* PASSAGE *

# # # # #

HANOVER TWP. — The person killed in a one-vehicle crash Saturday night on South Main Street was a Wyoming Valley West High student who friends described as kind, sweet and “a beautiful soul.”
The victim was identified as 16-year-old Jasmine Cardona of Plymouth, according to Luzerne County Deputy Coroner Dan Hughes.
Wyoming Valley West Superintendent Irvin DeRemer said district guidance counselors will be available to students and faculty Tuesday, and the district also is bringing in staff from the Children’s Service Center Crisis Unit “for anyone who needs help and support.”
According to police, a vehicle was traveling south on South Main Street, in the area of Strand Street, at about 11 p.m. Saturday when it crossed into the northbound lane, struck and broke a PPL utility pole and came to rest in an open field.
Township Police Chief Albert Walker said his department is following up on numerous leads, but declined to comment further. He asked that anyone who witnessed the crash contact police at 570-825-1254.
Dave Jones, groundskeeper for St. Peter’s Lutheran Church next door, told Times Leader media partner Fox 56 that he was shocked to learn about the tragedy when he came to work Monday morning, and noted that speeding along that section of Main Street is a problem.
“Its gets pretty hectic around here. Sometimes, they really go too fast, especially around this turn here coming from Wilkes-Barre into Hanover Township,” Jones said. “We actually could use a little patrolling here and start ticketing to slow them down because it really is dangerous.”
The car was occupied by four 16-year-old girls, according to media reports. All four occupants were taken by ambulance to hospitals.
Expressions of sorrow
Cardona, a junior, was active on social media, and many of her friends on Facebook posted messages of sorrow and regret. One of those posts came from a girl who apparently was in the vehicle that crashed.
“I’m not worried about myself. Everybody, I’m okay,” Kiera Grande wrote. “I should be recovered and walking again soon enough. But for all Jasmine’s family and friends, this is a nightmare.”
Referring to Cardona as her best friend, Grande said she “never felt a pain like this. I never thought I would know what this felt like. It should have been me, not you. My little angel, I’ll be thinking about you every second of every day, and everything I do will be for you. You were here for me like no one ever was. I miss you so much, bestfriend. … I don’t want to live a life where you’re not in it. I have no words. Please keep praying for her family and friends. And thank you to everyone for the kind words.”
Valley West junior Arieonna Sutton told the Times Leader via Facebook message that Cardona was “a beautiful girl, she was amazing in every way. She was smart, funny, always there for people. No matter what the problem was, she never gave up on anyone. She was there at any time. She was just full of life. She was my bestfriend.”

# # # # #

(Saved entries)

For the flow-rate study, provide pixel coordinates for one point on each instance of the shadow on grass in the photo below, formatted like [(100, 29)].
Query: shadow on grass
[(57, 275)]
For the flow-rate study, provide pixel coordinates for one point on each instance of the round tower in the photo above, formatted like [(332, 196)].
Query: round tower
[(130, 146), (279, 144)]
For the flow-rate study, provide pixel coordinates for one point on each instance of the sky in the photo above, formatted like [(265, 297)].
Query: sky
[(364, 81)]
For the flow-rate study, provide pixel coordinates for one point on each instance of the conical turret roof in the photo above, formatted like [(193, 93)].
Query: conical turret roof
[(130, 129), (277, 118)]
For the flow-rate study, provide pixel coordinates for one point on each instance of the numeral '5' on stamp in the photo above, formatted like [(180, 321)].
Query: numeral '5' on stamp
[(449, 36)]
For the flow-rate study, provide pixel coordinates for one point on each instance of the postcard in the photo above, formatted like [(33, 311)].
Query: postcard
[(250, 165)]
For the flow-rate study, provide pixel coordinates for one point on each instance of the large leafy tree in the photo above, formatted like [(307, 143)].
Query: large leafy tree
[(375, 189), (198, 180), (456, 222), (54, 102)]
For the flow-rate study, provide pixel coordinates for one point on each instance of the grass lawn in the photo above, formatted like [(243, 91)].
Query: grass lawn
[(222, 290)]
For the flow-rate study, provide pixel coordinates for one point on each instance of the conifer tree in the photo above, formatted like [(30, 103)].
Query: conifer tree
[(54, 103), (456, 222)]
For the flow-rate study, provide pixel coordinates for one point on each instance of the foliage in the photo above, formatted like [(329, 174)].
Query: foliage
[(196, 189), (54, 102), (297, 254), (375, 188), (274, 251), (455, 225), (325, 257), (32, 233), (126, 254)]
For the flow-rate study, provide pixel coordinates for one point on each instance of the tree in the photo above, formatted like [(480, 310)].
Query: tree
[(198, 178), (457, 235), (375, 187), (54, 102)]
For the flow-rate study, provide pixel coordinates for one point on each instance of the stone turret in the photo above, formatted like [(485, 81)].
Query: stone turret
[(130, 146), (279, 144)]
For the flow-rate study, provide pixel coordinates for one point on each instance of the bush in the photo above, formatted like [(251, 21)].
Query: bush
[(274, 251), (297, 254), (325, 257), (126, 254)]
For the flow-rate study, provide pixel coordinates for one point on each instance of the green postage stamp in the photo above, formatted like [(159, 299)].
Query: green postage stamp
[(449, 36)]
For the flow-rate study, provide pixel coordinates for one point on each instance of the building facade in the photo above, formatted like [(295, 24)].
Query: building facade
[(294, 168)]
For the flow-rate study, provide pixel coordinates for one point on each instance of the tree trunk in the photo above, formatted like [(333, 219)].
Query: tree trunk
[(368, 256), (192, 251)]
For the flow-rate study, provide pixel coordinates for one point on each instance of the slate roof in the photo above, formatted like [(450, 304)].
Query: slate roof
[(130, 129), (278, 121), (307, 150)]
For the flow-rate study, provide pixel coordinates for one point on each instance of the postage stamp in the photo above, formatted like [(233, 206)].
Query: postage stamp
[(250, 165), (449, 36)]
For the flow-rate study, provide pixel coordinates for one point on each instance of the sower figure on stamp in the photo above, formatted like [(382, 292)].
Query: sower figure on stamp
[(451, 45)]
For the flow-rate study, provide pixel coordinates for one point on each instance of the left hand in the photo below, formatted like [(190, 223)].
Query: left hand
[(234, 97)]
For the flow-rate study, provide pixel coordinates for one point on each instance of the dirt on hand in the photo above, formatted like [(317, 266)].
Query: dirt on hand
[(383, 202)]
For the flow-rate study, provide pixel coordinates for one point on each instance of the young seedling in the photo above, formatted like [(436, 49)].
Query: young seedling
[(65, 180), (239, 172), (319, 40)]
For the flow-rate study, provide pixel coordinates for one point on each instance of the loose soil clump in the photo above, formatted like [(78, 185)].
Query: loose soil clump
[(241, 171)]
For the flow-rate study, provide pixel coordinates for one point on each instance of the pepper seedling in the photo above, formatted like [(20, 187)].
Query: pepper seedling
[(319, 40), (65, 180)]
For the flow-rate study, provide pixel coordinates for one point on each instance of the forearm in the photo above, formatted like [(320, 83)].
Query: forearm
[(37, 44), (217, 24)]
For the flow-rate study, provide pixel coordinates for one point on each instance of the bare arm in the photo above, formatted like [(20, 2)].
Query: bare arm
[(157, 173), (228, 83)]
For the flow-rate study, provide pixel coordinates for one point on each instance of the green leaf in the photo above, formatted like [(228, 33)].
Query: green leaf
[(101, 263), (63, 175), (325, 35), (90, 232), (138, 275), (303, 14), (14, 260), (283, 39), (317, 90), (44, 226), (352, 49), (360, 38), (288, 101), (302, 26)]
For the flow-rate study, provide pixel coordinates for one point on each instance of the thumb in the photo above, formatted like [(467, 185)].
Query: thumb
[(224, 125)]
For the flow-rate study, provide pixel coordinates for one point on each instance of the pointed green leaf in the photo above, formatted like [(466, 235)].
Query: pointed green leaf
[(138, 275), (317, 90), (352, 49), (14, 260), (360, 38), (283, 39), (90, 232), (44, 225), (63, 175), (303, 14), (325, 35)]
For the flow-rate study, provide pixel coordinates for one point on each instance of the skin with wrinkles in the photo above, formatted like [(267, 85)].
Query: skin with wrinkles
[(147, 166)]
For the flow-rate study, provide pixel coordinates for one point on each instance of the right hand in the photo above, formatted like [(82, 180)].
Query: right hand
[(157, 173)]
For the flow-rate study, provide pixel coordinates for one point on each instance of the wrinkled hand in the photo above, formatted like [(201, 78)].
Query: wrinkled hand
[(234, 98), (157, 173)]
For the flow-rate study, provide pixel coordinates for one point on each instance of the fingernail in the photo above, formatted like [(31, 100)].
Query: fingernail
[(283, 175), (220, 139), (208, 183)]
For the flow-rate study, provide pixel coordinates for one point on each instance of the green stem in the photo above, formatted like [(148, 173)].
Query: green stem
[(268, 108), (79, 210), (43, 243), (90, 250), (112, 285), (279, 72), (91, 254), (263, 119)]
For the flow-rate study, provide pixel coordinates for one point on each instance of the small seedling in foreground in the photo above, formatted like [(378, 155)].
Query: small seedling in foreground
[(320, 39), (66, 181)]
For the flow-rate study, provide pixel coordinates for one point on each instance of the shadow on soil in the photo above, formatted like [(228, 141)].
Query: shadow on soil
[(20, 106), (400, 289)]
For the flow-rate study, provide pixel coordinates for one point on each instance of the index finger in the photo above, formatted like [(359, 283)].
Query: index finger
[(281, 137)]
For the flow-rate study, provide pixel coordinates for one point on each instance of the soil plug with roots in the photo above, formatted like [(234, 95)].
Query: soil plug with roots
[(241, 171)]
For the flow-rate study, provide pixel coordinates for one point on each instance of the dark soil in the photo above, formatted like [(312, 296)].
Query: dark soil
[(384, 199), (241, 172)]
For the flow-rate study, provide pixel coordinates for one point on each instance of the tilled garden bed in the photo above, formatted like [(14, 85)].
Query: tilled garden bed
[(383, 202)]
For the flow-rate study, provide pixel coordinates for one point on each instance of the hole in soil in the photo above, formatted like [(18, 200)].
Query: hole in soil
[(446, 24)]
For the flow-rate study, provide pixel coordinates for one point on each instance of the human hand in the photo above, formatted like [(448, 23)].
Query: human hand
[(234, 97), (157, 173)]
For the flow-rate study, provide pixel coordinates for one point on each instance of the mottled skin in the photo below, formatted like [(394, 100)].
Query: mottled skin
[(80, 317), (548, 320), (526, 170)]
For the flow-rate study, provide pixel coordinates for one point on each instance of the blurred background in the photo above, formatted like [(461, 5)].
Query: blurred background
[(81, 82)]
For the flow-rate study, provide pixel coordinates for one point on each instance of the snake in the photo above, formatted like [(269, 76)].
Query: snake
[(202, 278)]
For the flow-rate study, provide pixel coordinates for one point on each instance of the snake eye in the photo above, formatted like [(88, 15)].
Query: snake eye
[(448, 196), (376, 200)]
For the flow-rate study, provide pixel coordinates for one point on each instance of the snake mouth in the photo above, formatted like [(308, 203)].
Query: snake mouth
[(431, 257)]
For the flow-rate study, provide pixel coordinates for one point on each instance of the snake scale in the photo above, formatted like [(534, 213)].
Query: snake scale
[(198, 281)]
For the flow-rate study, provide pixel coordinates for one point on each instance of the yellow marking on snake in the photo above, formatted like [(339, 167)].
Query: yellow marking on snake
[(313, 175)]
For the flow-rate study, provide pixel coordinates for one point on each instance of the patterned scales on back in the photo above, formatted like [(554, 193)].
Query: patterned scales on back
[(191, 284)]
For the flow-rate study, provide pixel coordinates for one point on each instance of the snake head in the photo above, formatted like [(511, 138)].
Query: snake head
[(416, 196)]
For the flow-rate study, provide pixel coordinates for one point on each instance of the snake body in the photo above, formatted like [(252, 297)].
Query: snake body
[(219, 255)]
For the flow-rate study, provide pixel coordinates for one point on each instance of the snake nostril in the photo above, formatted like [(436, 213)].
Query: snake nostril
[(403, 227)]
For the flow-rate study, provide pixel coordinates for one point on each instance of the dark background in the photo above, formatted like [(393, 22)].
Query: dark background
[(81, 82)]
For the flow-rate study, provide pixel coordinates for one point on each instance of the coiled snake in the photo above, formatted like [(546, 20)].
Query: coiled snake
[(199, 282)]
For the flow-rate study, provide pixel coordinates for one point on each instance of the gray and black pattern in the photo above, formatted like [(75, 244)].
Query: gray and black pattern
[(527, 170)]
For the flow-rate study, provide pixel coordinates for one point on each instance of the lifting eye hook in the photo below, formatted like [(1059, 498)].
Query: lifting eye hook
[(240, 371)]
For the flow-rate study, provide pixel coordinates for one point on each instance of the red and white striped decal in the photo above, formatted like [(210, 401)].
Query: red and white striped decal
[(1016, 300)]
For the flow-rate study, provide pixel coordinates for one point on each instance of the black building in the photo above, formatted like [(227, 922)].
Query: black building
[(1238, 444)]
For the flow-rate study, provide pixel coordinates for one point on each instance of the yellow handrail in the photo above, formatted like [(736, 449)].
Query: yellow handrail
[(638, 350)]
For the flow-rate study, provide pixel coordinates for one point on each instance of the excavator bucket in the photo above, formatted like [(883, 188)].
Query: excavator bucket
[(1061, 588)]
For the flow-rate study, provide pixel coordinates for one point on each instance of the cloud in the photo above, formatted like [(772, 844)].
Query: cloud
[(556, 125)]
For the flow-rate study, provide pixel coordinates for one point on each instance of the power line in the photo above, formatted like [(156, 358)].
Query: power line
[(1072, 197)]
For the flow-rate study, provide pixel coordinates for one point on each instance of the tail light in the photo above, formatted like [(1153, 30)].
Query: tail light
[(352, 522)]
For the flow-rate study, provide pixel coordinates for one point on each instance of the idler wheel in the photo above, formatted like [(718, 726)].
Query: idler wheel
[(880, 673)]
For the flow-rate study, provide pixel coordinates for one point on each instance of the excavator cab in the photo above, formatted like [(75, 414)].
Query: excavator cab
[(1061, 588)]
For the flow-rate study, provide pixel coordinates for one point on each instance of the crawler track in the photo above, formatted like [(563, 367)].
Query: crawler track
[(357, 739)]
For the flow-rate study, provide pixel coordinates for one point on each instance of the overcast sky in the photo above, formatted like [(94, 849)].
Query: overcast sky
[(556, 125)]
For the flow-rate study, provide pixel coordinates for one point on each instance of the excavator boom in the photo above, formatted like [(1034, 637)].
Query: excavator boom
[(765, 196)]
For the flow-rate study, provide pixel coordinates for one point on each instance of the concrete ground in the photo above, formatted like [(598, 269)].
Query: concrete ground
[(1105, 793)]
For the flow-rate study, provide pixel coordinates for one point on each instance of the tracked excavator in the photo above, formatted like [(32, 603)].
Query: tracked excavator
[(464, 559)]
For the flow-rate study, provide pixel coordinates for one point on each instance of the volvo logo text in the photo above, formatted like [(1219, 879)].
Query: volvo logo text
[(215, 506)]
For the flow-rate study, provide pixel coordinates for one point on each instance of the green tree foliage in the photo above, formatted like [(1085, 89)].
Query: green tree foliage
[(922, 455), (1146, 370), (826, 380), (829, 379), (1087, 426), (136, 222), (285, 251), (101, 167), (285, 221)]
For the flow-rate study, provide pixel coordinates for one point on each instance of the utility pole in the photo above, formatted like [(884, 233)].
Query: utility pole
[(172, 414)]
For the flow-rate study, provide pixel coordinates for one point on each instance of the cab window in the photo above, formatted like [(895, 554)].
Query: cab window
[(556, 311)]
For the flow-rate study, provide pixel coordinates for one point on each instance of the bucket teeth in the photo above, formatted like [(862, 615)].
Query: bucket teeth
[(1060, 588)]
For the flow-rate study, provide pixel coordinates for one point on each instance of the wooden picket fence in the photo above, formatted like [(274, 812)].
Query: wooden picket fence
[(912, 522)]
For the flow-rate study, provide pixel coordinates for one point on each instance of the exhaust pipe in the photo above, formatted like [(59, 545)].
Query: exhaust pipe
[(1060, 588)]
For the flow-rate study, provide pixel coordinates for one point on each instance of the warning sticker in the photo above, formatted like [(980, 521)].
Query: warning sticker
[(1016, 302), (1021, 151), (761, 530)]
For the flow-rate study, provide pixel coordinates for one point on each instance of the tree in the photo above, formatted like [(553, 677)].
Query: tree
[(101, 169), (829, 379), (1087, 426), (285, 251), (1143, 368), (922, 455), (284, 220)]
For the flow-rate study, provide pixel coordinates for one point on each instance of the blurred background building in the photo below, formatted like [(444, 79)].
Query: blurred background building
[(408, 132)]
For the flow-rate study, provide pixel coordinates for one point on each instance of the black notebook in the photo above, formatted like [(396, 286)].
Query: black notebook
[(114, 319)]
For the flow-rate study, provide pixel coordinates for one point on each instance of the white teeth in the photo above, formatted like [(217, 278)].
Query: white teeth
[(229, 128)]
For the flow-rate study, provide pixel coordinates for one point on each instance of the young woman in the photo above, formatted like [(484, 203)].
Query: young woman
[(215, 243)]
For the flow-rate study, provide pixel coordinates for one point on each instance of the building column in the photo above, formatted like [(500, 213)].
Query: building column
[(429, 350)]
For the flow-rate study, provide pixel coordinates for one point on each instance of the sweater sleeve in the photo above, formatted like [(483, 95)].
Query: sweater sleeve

# # # # #

* ASSIGNED TASK 1 *
In the crash report, at approximately what time did the vehicle cross into the northbound lane?
* ASSIGNED TASK 2 *
Carry on the news report about the crash from the point where it now ends.

* FINAL ANSWER 1 *
At about 11 p.m. Saturday.

* FINAL ANSWER 2 *
Sutton said the two had known each other for three years. They met when they “had bio together and she asked me for a pencil. She meant a lot to me. She would always talk about her future and what she wanted to be. She was always there for me. She never let me down. She cared so much for her friends. She would have done anything for us. She always made sure that we knew that she loved us, even at the worse of times.”
Alora DeLuca, also a junior at Valley West, knew Cardona since second grade.
“We used to hang out when we were little, but we got into a fight two years ago and just last year made up and became closer than anything and anyone could ever be,” DeLuca said via Facebook message.
“I want everyone to know how much I love her and miss her and I’ll never forget seeing her beautiful smile and her laugh that made me laugh. I went from seeing her every single day to now never seeing her again. She gave me a sign today (that she’s still around) so I know she loves me and misses me and wants me to be happy,” DeLuca said.
A ‘Golden Sibling’
Cardona had also been a great support to her brother, who had cancer.
Tina Jezuit, founder of Cancertacular, a nonprofit formed to increase awareness of childhood cancer and support Northeastern Pennsylvania children with cancer and their families, posted on the organization’s Facebook page that it was “seemingly impossible to process this tragedy.”
“Jasmine has been an amazing Golden Sibling to survivor Jonathan Cardona. As we wade through this unthinkable twist together, please keep Jasmine Cardona, her entire family, and the other victims of this accident in your thoughts and prayers,” Jezuit posted.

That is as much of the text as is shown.